◆ Written instruction ◆
Copy out each line of the listing below that contains the string "goal". Uppercase and lowercase letters count as different.

○ ○ ○ ○

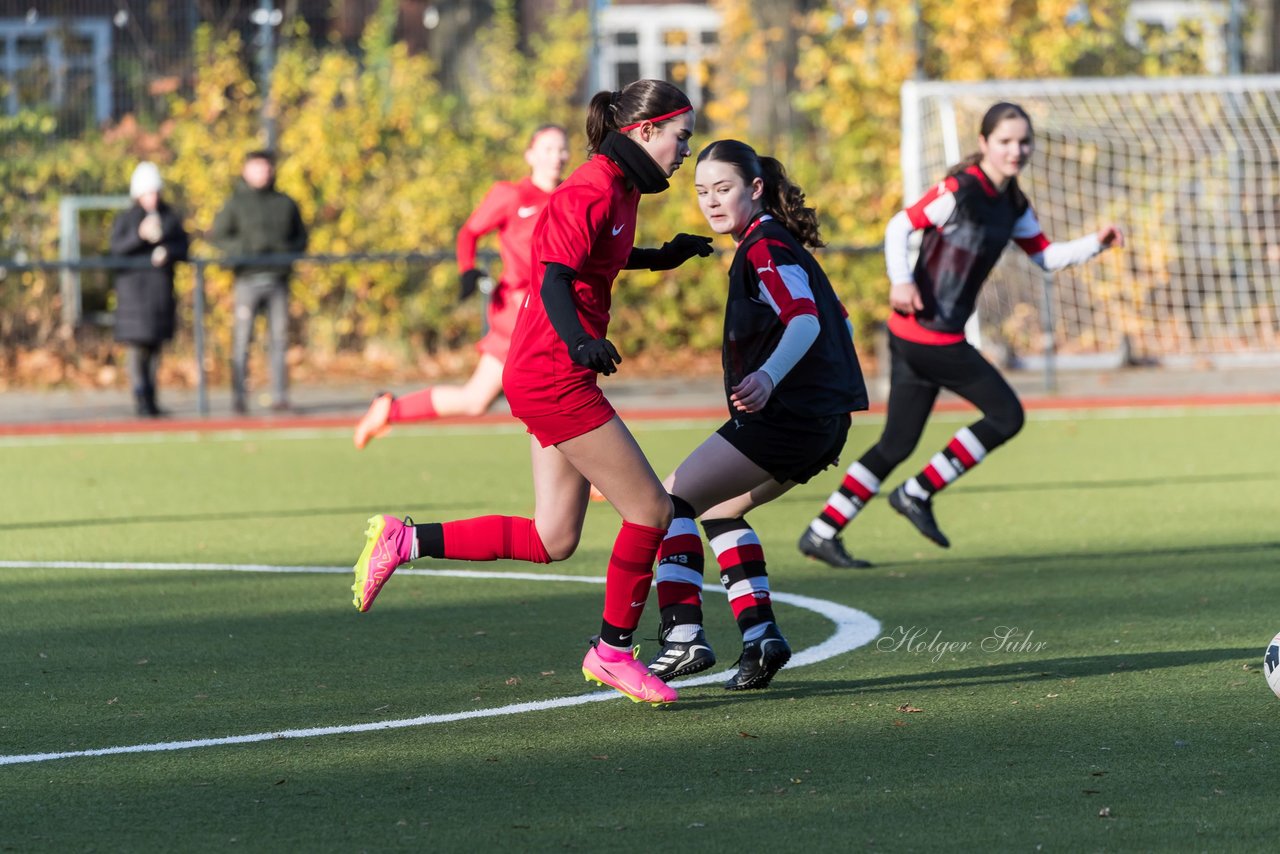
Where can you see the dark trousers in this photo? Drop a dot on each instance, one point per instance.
(256, 293)
(144, 360)
(917, 374)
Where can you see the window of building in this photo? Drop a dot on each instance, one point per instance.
(676, 42)
(64, 64)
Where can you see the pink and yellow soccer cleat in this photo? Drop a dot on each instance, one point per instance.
(391, 543)
(376, 421)
(627, 676)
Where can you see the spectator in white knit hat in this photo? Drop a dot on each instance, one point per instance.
(145, 305)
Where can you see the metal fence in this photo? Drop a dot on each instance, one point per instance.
(199, 296)
(200, 268)
(69, 65)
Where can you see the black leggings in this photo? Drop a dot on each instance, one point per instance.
(917, 373)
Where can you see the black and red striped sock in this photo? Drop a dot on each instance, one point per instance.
(963, 452)
(680, 570)
(741, 560)
(627, 581)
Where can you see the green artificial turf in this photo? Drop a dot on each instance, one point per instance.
(1127, 560)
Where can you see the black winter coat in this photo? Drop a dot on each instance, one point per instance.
(259, 222)
(145, 307)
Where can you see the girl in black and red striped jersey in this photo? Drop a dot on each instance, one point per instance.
(584, 237)
(791, 379)
(968, 220)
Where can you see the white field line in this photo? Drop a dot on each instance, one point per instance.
(854, 629)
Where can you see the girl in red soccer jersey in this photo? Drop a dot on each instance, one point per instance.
(638, 138)
(968, 219)
(791, 379)
(512, 210)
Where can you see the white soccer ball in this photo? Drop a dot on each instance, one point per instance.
(1271, 665)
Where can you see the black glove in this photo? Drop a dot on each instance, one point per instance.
(597, 354)
(671, 255)
(470, 283)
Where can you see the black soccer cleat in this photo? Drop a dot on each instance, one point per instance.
(759, 661)
(681, 658)
(830, 552)
(919, 514)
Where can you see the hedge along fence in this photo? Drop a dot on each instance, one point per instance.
(380, 160)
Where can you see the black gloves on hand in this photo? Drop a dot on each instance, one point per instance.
(672, 254)
(470, 283)
(597, 354)
(681, 247)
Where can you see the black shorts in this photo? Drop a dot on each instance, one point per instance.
(786, 446)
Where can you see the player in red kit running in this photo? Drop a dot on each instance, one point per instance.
(512, 210)
(967, 222)
(638, 138)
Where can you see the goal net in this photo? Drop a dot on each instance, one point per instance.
(1189, 168)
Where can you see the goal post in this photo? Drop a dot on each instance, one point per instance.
(1189, 168)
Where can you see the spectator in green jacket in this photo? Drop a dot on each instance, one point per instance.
(259, 219)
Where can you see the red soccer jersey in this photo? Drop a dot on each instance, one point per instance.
(512, 210)
(589, 225)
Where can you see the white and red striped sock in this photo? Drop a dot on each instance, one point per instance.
(963, 452)
(858, 487)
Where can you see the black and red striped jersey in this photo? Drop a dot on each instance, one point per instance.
(967, 225)
(772, 281)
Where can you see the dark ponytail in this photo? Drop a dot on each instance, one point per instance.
(782, 199)
(785, 200)
(647, 99)
(991, 119)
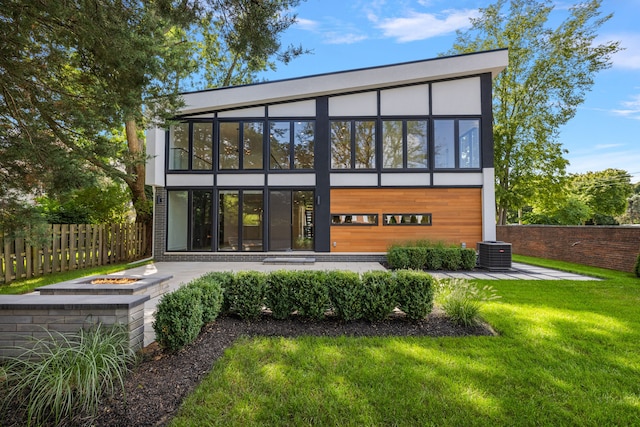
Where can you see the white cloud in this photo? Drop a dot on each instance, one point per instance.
(420, 26)
(631, 108)
(307, 24)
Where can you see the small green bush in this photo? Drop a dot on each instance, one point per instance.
(225, 278)
(379, 295)
(245, 295)
(397, 258)
(61, 378)
(347, 294)
(435, 256)
(279, 296)
(310, 294)
(468, 259)
(451, 259)
(178, 318)
(461, 299)
(415, 293)
(212, 296)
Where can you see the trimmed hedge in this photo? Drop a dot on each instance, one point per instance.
(178, 318)
(431, 258)
(373, 296)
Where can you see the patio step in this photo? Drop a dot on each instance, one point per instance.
(289, 260)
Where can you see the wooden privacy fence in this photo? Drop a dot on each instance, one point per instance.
(71, 247)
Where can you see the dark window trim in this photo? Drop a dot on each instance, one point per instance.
(358, 224)
(412, 224)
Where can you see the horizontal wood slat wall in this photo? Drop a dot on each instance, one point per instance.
(456, 216)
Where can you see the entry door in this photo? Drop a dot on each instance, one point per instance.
(240, 225)
(291, 220)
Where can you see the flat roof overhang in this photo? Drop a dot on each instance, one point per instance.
(442, 68)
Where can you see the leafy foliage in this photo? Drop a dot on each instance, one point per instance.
(461, 299)
(550, 71)
(380, 296)
(212, 296)
(62, 378)
(178, 318)
(415, 293)
(246, 294)
(347, 294)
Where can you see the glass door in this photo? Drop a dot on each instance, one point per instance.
(291, 219)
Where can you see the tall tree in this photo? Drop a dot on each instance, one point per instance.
(549, 74)
(71, 72)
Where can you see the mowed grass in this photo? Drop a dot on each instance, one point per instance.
(568, 353)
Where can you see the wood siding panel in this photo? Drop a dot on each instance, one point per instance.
(456, 216)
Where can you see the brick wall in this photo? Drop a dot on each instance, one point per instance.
(609, 247)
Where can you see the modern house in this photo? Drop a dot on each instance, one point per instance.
(347, 162)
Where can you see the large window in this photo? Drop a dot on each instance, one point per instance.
(405, 144)
(291, 144)
(191, 146)
(240, 220)
(190, 220)
(457, 143)
(353, 144)
(240, 145)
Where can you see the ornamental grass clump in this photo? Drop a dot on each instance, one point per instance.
(461, 299)
(62, 377)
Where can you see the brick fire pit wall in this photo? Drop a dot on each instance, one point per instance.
(615, 248)
(23, 317)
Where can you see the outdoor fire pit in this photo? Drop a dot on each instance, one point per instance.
(153, 285)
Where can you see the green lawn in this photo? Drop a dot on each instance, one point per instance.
(568, 353)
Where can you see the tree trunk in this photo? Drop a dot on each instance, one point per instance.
(136, 179)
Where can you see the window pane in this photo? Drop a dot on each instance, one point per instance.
(365, 144)
(392, 144)
(417, 144)
(228, 221)
(279, 136)
(469, 141)
(202, 220)
(252, 209)
(202, 146)
(179, 147)
(229, 143)
(252, 145)
(444, 144)
(340, 145)
(304, 137)
(177, 220)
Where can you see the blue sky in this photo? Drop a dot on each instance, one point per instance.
(344, 35)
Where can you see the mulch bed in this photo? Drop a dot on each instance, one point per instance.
(157, 385)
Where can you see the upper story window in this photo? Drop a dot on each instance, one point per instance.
(353, 144)
(291, 144)
(241, 145)
(456, 143)
(405, 144)
(191, 146)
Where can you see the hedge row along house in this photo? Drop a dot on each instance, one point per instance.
(347, 162)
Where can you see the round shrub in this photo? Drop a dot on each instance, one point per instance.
(246, 293)
(379, 294)
(415, 293)
(310, 293)
(347, 294)
(279, 298)
(212, 296)
(178, 318)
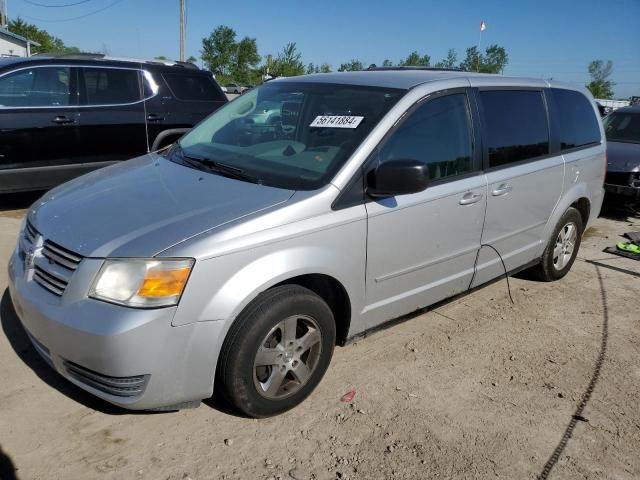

○ ○ ○ ○

◆ Task output ◆
Where can you see the goal net in this photo? Drop a dot on each instance, one point per instance.
Where can you see the goal post in this photo? Drop a dot on each instance, one point per instance.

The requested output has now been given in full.